- Exercise passage
★ ★ ★
At the same time, ebm-papst is contin­uing to work to make the produc­tion of its prod­ucts ever more energy and resource-effi­cient. From a phys­ical and tech­nical point of view, there is still room for inno­va­tion here. One of the trends of which the fans are making use is increasing networking under the buzz­word “Industry 4.0.” For example, fans can already be inte­grated completely into system concepts via bus inter­faces. This not only trans­mits the desired speed to the fan, but allows the fan to commu­ni­cate inde­pen­dently. It there­fore reports faults, and also other detailed para­me­ters that can be used to control a building’s air condi­tioning system more effi­ciently, for example.

The AxiEco Protect axial fan is used in evap­o­ra­tors, heat pumps and other venti­la­tion and air condi­tioning devices. Thanks to their very high effi­ciency, even the AC designs can meet the require­ments of the future ErP Direc­tive. (Photo | ebm-papst)

ebm-papst was able to offer solu­tions for the networked world early on since the elec­tronics were already inte­grated into its EC fans. And the company is contin­uing to advance the devel­op­ment of digital solu­tions: Network-capable air and drive solu­tions that enable easy remote moni­toring and predic­tive main­te­nance in addi­tion to focusing on needs. Under­lying such devices are intel­li­gent solu­tions that can collect and transfer data, as well as soft­ware that eval­u­ates this data.

But that’s not all: new busi­ness models are also required. To continue to inspire the future of fan tech­nology, the company founded the ebm-papst neo start-up in Dort­mund in 2017; it is working on the next gener­a­tion of digital solu­tions. Mean­while, ebm-papst has combined its sustain­ability concept with digi­tal­iza­tion: “Green­In­tel­li­gence.” This sign is the latest expres­sion of the company’s contin­uous striving for inno­va­tions. And for ebm-papst, this is still the best strategy for success­fully shaping fan tech­nology devel­op­ments in the future.


The most impor­tant mile­stones at a glance:

1963

Estab­lish­ment of Elek­trobau Mulfingen (ebm). In the begin­ning, the company produced mainly small external rotor asyn­chro­nous motors. After their intro­duc­tion, these compact motors were soon found in various appli­ca­tions where instal­la­tion space was limited.

1965

Devel­op­ment of the first tubeaxial fan with EC/DC tech­nology. At the time, these were referred to as “brush­less DC motors.”
★ ★ ★
- Given entries
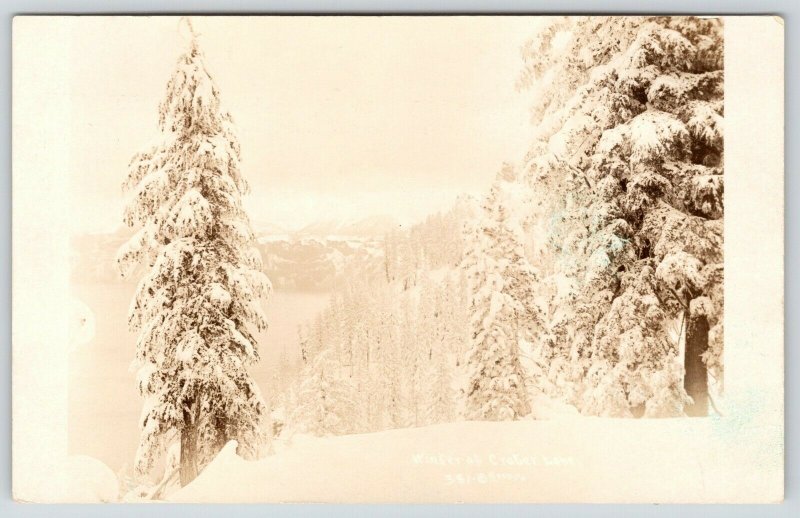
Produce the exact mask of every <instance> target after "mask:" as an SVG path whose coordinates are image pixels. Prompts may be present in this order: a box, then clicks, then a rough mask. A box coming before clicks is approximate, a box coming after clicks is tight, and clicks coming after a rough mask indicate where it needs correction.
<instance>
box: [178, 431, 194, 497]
mask: <svg viewBox="0 0 800 518" xmlns="http://www.w3.org/2000/svg"><path fill="white" fill-rule="evenodd" d="M195 478H197V427H196V426H195V425H194V424H191V425H186V426H185V427H184V428H183V429H182V430H181V487H186V485H188V484H189V482H191V481H192V480H194V479H195Z"/></svg>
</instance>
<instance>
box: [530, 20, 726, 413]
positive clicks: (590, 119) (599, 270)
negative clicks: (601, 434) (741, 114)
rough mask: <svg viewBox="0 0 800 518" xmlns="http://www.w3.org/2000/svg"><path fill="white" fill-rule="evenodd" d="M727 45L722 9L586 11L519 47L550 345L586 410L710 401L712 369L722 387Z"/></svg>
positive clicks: (687, 410) (588, 410) (544, 31)
mask: <svg viewBox="0 0 800 518" xmlns="http://www.w3.org/2000/svg"><path fill="white" fill-rule="evenodd" d="M723 47H724V46H723V44H722V25H721V21H720V20H719V19H700V18H682V17H613V18H607V17H591V18H558V19H554V20H552V21H551V24H550V25H549V27H547V28H546V29H544V30H543V31H541V32H540V34H539V35H538V36H537V37H536V38H535V39H533V40H532V41H531V42H530V43H529V44H528V45H527V46H526V48H525V50H524V58H525V68H524V71H523V74H522V75H521V78H520V85H519V86H521V87H524V88H531V89H532V90H533V91H534V93H535V98H536V101H535V106H534V110H533V117H534V122H535V124H536V125H537V138H536V140H535V142H534V144H533V146H532V148H531V150H530V152H529V154H528V158H527V165H526V175H527V178H528V180H529V183H530V184H531V186H532V188H533V189H534V191H535V192H536V193H537V195H538V200H537V203H536V204H535V205H534V206H533V207H532V210H533V211H534V212H535V213H536V216H537V218H539V220H540V221H541V222H544V221H547V222H548V224H547V226H548V248H547V250H546V255H547V257H546V258H543V261H544V262H548V263H549V264H552V265H554V271H553V273H554V276H557V277H558V278H559V284H560V286H561V292H562V293H560V294H559V296H558V297H557V298H558V300H557V301H555V299H553V300H551V301H553V302H554V307H553V311H552V313H551V315H550V325H549V334H548V335H547V338H546V340H544V342H543V343H546V344H547V345H546V347H547V348H548V349H549V350H548V351H547V353H546V354H544V356H549V357H550V358H551V360H552V361H553V362H554V364H555V365H557V366H558V368H556V369H551V370H550V373H549V375H550V378H551V381H554V382H556V383H557V385H558V386H559V387H560V390H561V392H562V394H563V395H565V396H566V397H569V398H570V399H571V401H572V402H573V403H574V404H576V405H577V406H578V407H579V408H581V410H582V411H583V412H585V413H590V414H612V415H642V414H644V415H652V416H658V415H680V414H682V413H683V411H684V409H685V411H686V412H687V413H689V414H690V415H703V414H706V413H707V411H708V392H709V391H708V380H707V377H708V375H709V374H710V375H711V376H712V377H713V379H715V380H716V381H717V384H716V385H717V387H719V388H721V386H722V385H721V381H722V324H721V322H722V308H723V300H722V272H723V270H722V228H723V225H722V215H723V199H722V195H723V170H722V163H723V160H722V155H723V130H722V122H723V55H722V52H723ZM564 291H566V292H567V293H563V292H564ZM677 321H681V322H684V323H685V325H683V326H682V327H683V329H684V331H685V343H686V353H685V356H684V361H683V365H681V363H680V358H679V347H678V343H677V342H675V341H671V340H669V339H668V337H667V333H666V331H665V330H666V328H667V327H668V326H669V325H671V324H673V323H674V322H677ZM684 371H685V375H684ZM687 395H688V396H690V397H691V399H687Z"/></svg>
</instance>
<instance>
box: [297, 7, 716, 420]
mask: <svg viewBox="0 0 800 518" xmlns="http://www.w3.org/2000/svg"><path fill="white" fill-rule="evenodd" d="M523 60H524V69H523V72H522V74H521V76H520V79H519V84H518V87H519V88H520V89H521V90H530V91H532V99H533V104H534V107H533V122H534V125H535V127H536V137H535V140H534V142H533V143H532V146H531V148H530V151H529V153H528V154H527V156H526V157H525V159H524V160H523V161H522V163H520V164H519V165H517V166H512V165H504V166H503V167H502V169H501V170H500V172H499V173H498V175H497V178H496V181H495V183H494V185H493V187H492V189H491V191H490V193H489V194H488V195H487V197H486V199H485V200H484V203H483V210H482V211H480V212H479V213H477V214H469V215H468V216H467V217H461V218H458V217H452V218H445V219H441V216H439V217H438V218H439V219H435V218H431V219H429V220H428V221H427V222H426V223H425V224H423V225H420V226H418V227H416V228H415V229H412V230H410V231H407V232H396V233H393V234H391V235H389V236H388V237H387V240H386V257H385V273H386V278H385V279H383V280H382V282H380V283H375V282H372V283H365V284H361V285H359V284H357V283H354V284H352V285H350V286H348V287H347V288H346V289H344V290H343V291H341V292H340V293H339V294H337V295H336V297H335V298H334V301H333V302H332V304H331V307H330V309H329V310H328V312H327V313H326V314H325V315H324V316H322V317H321V318H320V319H319V320H318V321H317V322H316V323H315V324H314V325H313V326H312V327H310V328H309V329H308V330H306V331H305V334H304V343H305V345H306V353H307V362H308V364H307V366H306V368H305V370H304V374H303V376H302V378H301V380H299V382H298V383H297V384H296V385H295V388H294V390H293V391H292V392H290V394H289V396H288V397H287V400H288V401H287V403H288V404H287V406H288V407H290V408H292V409H293V412H290V413H289V415H288V416H287V418H288V421H289V422H290V423H294V424H295V425H296V426H298V427H299V428H305V429H306V430H310V431H313V432H315V433H347V432H353V431H366V430H376V429H380V428H385V427H393V426H404V425H415V424H424V423H429V422H437V421H438V420H442V419H452V418H470V419H516V418H520V417H523V416H525V415H527V414H529V413H530V412H531V410H532V409H531V400H532V395H535V394H545V395H547V396H549V397H551V398H556V399H560V400H562V401H564V402H566V403H569V404H571V405H574V406H575V407H576V408H577V409H578V410H579V411H580V412H581V413H583V414H585V415H604V416H648V417H651V416H652V417H656V416H680V415H687V414H688V415H705V414H707V413H708V405H709V402H710V403H711V404H713V399H712V398H711V397H710V394H713V393H714V392H716V393H721V391H722V388H723V360H722V344H723V330H722V324H723V322H722V312H723V289H722V287H723V248H722V245H723V218H722V217H723V185H724V183H723V165H722V164H723V129H722V124H723V115H724V113H723V39H722V26H721V22H720V21H719V20H718V19H700V18H677V17H675V18H673V17H592V18H570V17H565V18H553V19H551V20H550V22H549V24H548V25H547V26H546V27H545V28H544V29H543V30H542V31H540V32H539V33H538V34H537V35H536V37H535V38H534V39H533V40H531V41H530V42H529V43H528V44H527V45H526V46H525V47H524V48H523ZM465 220H466V223H464V221H465ZM437 405H438V406H437ZM445 408H446V410H445Z"/></svg>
★ ★ ★
- What to do
[a] Please rewrite the paragraph of the ebm-papst passage that begins "ebm-papst was able to offer solutions" as a short bulleted list that keeps its main facts.
[b] According to the ebm-papst passage, where and in what year was the ebm-papst neo start-up founded?
[c] List every kind of device that the ebm-papst passage says the AxiEco Protect axial fan is used in.

- Answers to the tasks
[a]
- ebm-papst offered solutions for the networked world early, because its EC fans already had integrated electronics.
- The company keeps developing digital solutions, including network-capable air and drive solutions.
- These solutions enable easy remote monitoring and predictive maintenance, and they focus on needs.
- They rely on intelligent solutions that collect and transfer data, plus software that evaluates the data.

[b] It was founded in Dortmund in 2017.

[c]
- Evaporators
- Heat pumps
- Other ventilation and air conditioning devices